_Text_:
* * * * *

Passing the appropriation acts will enable the territory to complete its annual audited financial statements, according to the premier, who explained that the absence of completed audits is a breach of the Constitution.
Deputy Premier Carvin Malone said passing the acts also paves the way for securing future loans.
Both acts passed the House with amendments on Monday during the 10th sitting.
As part of government’s Covid-19 economic stimulus plan, the Stamp Amendment Act, 2020 was also introduced and passed in the House on Friday during the 10th sitting.
Mr. Fahie said the act aims to make buying a house in the territory easier for first-time owners who are belongers.
“One of the things that happens in any part of the world when you have financial challenges is that some persons end up being forced, because they’re in a position where they can do no better, they have to sell property,” Mr. Fahie said after acknowledging that many VI residents are experiencing financial hardship amid the Covid-19 pandemic.
The legislation, he said, encourages people giving up land to sell to belongers. For a limited time, it waives certain fees associated with buying a home.
The stamp duty of four percent that belongers typically have to pay is suspended until May 31, 2021. Non-belongers have to pay 12 percent.
“He who owns the lands owns your country,” the premier said.

* * * * *

_Explore the material_:
1. According to the article, until what date is the four percent stamp duty for belongers suspended?
2. Rewrite the article from "The legislation, he" up to and including "the premier said.", putting "law" in place of "legislation".
3. Write the next part of the article about the appropriation and stamp acts, picking up after its last sentence.

Region pointing data
* * * * *

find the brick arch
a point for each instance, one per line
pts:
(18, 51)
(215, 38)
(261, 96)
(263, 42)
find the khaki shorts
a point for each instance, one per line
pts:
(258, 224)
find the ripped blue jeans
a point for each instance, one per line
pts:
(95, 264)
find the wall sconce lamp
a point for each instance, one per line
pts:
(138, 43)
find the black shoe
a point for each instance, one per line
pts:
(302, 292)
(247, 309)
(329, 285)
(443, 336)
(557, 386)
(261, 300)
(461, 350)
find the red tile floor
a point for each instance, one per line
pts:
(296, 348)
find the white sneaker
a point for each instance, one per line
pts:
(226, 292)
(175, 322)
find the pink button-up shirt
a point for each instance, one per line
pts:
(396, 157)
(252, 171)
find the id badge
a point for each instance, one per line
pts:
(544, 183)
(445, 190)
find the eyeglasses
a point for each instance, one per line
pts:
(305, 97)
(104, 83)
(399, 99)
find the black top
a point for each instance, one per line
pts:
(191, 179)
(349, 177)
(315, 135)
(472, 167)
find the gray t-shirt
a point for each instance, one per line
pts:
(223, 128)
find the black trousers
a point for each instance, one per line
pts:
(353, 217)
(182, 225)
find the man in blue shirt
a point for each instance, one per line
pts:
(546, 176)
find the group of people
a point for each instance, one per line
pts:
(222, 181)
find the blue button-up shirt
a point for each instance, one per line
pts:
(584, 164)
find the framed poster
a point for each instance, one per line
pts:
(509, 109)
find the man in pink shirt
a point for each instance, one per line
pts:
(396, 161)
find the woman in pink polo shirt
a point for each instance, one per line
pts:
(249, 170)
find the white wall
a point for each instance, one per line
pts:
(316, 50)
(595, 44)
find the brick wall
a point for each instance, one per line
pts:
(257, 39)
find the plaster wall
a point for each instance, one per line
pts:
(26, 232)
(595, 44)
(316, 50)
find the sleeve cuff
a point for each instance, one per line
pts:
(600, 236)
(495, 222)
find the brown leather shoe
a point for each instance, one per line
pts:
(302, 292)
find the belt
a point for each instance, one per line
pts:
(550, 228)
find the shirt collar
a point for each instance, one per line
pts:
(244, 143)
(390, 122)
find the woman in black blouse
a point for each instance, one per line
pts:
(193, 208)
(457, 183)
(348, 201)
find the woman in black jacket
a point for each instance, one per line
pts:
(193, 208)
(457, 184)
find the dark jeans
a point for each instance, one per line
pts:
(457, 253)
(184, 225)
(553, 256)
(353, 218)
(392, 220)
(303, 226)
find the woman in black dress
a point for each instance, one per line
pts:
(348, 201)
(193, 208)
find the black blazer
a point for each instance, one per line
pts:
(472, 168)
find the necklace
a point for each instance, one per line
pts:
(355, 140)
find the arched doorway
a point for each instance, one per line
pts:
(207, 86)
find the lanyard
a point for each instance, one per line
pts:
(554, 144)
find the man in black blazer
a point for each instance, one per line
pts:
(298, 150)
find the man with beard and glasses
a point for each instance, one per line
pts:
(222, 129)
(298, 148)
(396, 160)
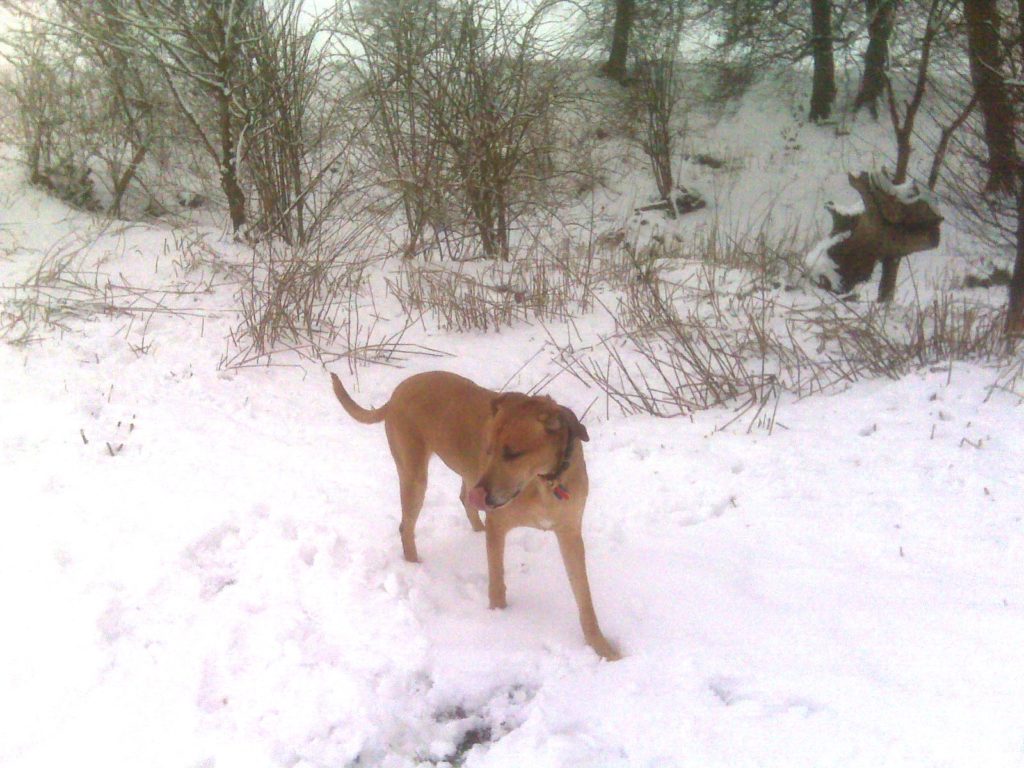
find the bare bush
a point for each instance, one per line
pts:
(54, 121)
(551, 283)
(292, 134)
(291, 298)
(480, 86)
(654, 92)
(717, 337)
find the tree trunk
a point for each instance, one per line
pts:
(823, 89)
(614, 68)
(986, 73)
(229, 165)
(1015, 310)
(872, 82)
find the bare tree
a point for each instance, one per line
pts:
(823, 87)
(872, 81)
(985, 48)
(614, 68)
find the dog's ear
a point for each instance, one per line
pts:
(567, 418)
(505, 398)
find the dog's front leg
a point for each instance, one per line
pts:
(496, 532)
(574, 559)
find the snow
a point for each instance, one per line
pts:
(819, 265)
(906, 193)
(201, 566)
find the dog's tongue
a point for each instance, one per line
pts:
(477, 499)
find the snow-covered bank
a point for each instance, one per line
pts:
(227, 589)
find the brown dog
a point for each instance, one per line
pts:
(520, 460)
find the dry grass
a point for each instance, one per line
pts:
(548, 283)
(69, 286)
(724, 331)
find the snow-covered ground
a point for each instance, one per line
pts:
(201, 566)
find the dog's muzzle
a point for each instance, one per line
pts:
(479, 498)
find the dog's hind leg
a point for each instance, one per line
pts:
(411, 458)
(574, 559)
(471, 512)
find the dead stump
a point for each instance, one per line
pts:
(895, 220)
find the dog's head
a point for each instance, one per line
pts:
(526, 436)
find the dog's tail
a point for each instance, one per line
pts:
(361, 415)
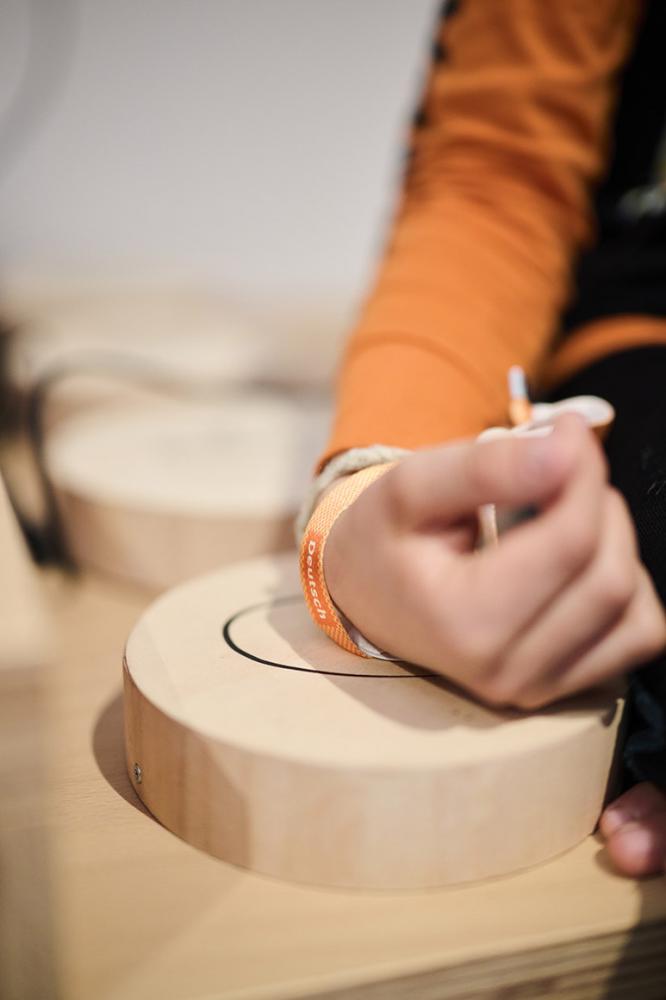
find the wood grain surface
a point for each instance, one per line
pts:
(254, 737)
(142, 914)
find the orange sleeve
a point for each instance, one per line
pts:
(496, 202)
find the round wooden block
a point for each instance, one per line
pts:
(255, 738)
(158, 492)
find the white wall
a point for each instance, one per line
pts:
(246, 144)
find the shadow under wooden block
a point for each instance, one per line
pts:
(26, 950)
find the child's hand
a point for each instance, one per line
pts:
(559, 605)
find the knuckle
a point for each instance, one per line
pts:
(497, 686)
(652, 636)
(479, 465)
(617, 587)
(576, 546)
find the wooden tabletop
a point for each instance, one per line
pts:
(139, 914)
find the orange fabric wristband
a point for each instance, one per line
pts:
(319, 602)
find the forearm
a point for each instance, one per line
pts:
(495, 206)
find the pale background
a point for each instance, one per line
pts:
(251, 146)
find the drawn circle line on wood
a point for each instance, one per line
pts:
(291, 599)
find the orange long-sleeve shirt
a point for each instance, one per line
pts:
(513, 135)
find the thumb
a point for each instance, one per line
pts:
(450, 482)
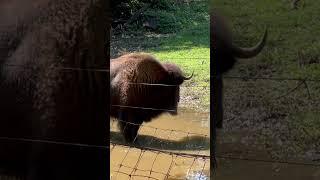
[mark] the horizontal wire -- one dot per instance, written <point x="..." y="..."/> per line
<point x="163" y="129"/>
<point x="53" y="142"/>
<point x="187" y="155"/>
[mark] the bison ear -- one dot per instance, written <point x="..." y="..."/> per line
<point x="174" y="78"/>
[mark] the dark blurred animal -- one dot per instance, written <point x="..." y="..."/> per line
<point x="141" y="89"/>
<point x="225" y="53"/>
<point x="43" y="93"/>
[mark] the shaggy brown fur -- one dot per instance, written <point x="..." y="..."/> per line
<point x="224" y="54"/>
<point x="40" y="99"/>
<point x="133" y="68"/>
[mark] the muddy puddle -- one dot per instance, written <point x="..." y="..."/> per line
<point x="173" y="147"/>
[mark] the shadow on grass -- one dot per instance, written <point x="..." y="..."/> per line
<point x="192" y="143"/>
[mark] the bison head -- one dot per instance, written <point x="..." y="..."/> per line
<point x="225" y="54"/>
<point x="225" y="51"/>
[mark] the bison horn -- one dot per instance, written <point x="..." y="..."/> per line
<point x="252" y="51"/>
<point x="188" y="78"/>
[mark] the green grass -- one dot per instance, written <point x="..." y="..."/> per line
<point x="188" y="47"/>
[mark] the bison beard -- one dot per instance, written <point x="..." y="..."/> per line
<point x="134" y="99"/>
<point x="224" y="55"/>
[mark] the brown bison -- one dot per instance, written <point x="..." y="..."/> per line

* * * * *

_Task results_:
1. May 31, 2021

2.
The law, he said, encourages people giving up land to sell to belongers. For a limited time, it waives certain fees associated with buying a home.
The stamp duty of four percent that belongers typically have to pay is suspended until May 31, 2021. Non-belongers have to pay 12 percent.
“He who owns the lands owns your country,” the premier said.

3.
He added that government doesn’t intend to encourage people to sell their land if they don’t want to, but rather incentivise people to sell to belongers if they must sell.
“There are many other areas that can be added in to sweeten the pot for our people,” he said.
The bill — which was rushed through the House in a day — did not appear to be Gazetted before it passed.
As the territory progresses into hurricane season, legislators are again picking up the Disaster Management Act, 2019.
On Monday during the 10th HOA sitting, Mr. Fahie moved for the act to go to a select committee of the whole House, allowing members time to consider the bill later and move on with the day’s business.
The decision was the latest in a string of delays stretching back to at least 2014.
The 114-page bill seeks to establish an updated, comprehensive mechanism for disaster management.
This plan would include outlining ways to mitigate injury and damage caused by hazards; providing authorisation to erect temporary safety structures; and implementing a protocol for activating mutual aid agreements, among many other provisions.
HOA members also passed the Virgin Islands Red Cross Act, 2020, which establishes the humanitarian organisation as a belonger corporate body with autonomous status. With this status, the BVI Red Cross can hold property in the territory.
“BVI Red Cross has become a fixture in the Virgin Islands,” Mr. Malone said on Monday during the 10th sitting. “We could not underestimate the work they have done in the aftermath of the hurricanes of 2017, and the work they continue to do year to year on health screenings and other initiatives.”
He commended the society for providing skilled and impartial care to those in need in the territory, as well as financial and other assistance to sister organisations in the region.
The act passed with minor amendments.
This week the HOA also passed the Arbitration Amendment Act, 2020, which differentiates between costs awarded through an arbitration tribunal and the costs of civil proceedings in the High Court in order to clear up any grey areas, as Mr. Fahie put it.
Members passed it on Monday without debate or amendments.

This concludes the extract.